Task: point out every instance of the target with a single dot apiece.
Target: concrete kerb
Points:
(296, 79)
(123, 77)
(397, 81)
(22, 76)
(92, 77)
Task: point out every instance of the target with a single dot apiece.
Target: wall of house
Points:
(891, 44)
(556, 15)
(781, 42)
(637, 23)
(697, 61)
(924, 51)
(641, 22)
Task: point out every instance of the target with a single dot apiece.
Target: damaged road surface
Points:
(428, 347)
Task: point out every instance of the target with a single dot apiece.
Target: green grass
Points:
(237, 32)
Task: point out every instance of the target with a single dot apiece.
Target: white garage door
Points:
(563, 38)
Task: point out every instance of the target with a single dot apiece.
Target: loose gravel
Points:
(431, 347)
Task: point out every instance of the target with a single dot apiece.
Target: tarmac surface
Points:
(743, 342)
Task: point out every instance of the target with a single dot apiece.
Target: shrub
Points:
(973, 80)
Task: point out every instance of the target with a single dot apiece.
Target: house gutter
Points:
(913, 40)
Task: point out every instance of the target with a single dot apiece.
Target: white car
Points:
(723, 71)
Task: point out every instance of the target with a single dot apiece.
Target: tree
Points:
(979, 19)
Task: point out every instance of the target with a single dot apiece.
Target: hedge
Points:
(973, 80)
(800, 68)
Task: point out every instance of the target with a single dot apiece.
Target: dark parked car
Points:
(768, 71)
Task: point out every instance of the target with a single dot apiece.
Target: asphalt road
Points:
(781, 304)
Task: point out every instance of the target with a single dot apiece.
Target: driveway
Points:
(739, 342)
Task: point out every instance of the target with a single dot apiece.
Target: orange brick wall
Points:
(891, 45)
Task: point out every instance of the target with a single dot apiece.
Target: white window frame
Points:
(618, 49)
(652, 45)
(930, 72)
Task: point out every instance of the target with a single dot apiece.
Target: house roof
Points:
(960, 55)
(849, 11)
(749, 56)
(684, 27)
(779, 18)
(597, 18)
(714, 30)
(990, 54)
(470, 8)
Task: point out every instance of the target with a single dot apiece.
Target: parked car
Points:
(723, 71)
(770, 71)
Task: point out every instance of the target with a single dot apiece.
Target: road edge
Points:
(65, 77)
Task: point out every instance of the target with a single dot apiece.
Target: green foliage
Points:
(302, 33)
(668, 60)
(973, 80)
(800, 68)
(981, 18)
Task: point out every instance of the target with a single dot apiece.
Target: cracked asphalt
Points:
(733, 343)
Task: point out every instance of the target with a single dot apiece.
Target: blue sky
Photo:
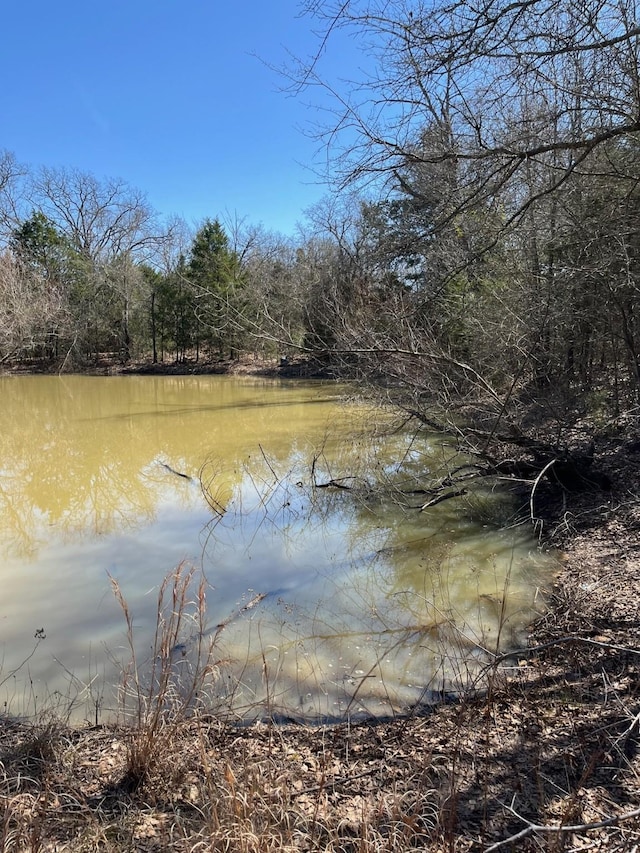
________________________
- Задача -
Подсчитайте, пожалуйста, сколько строк выше содержат слово «road». В ответе дайте только число.

- Ответ к упражнению -
3